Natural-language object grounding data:
=-=-=
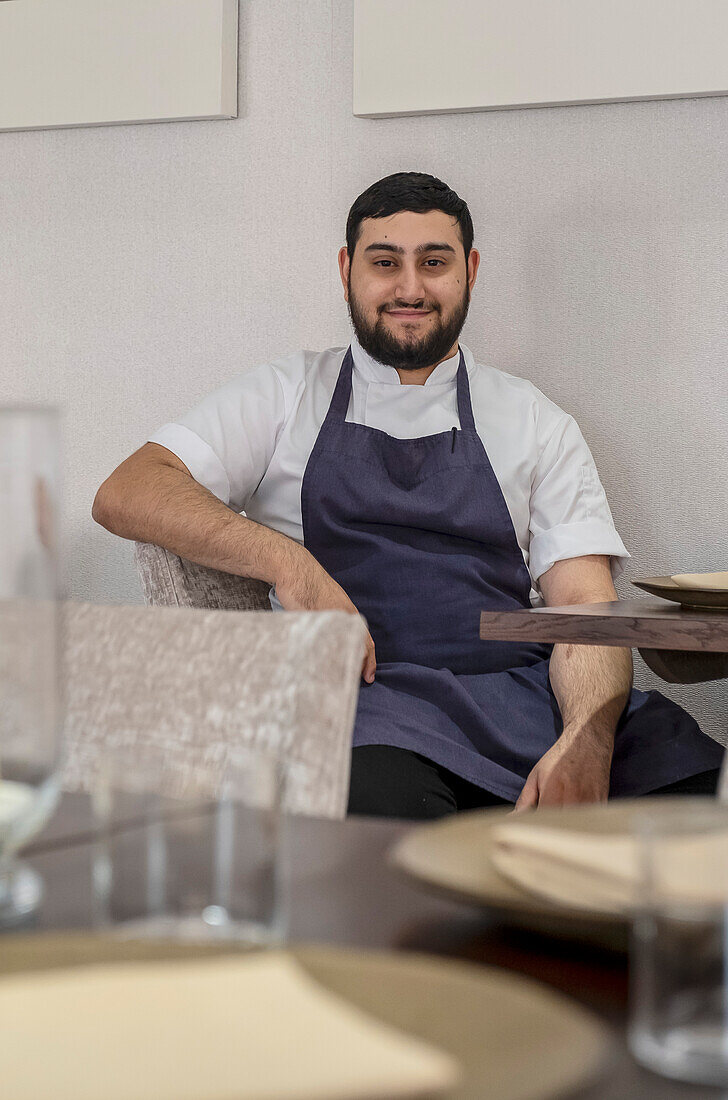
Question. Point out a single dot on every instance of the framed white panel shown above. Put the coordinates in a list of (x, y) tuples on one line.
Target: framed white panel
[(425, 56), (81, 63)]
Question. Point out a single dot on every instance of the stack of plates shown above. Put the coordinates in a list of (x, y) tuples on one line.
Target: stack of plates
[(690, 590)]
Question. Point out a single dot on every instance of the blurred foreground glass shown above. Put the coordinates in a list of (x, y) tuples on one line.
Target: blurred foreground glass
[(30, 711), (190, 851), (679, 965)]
=-=-=
DIRECTIONS: Copy exactly. The range runs from the line containing "Target: stack of plates" through the last line of the data.

COMPLETED EXERCISE:
Target: stack of plates
[(690, 590)]
Question. Point out a single dot on every instance of the blurred foreground glass shown above. Put the coordinates in a list of (x, y) tuples on one line.
Target: blurred foreground glass
[(30, 711), (190, 851), (679, 965)]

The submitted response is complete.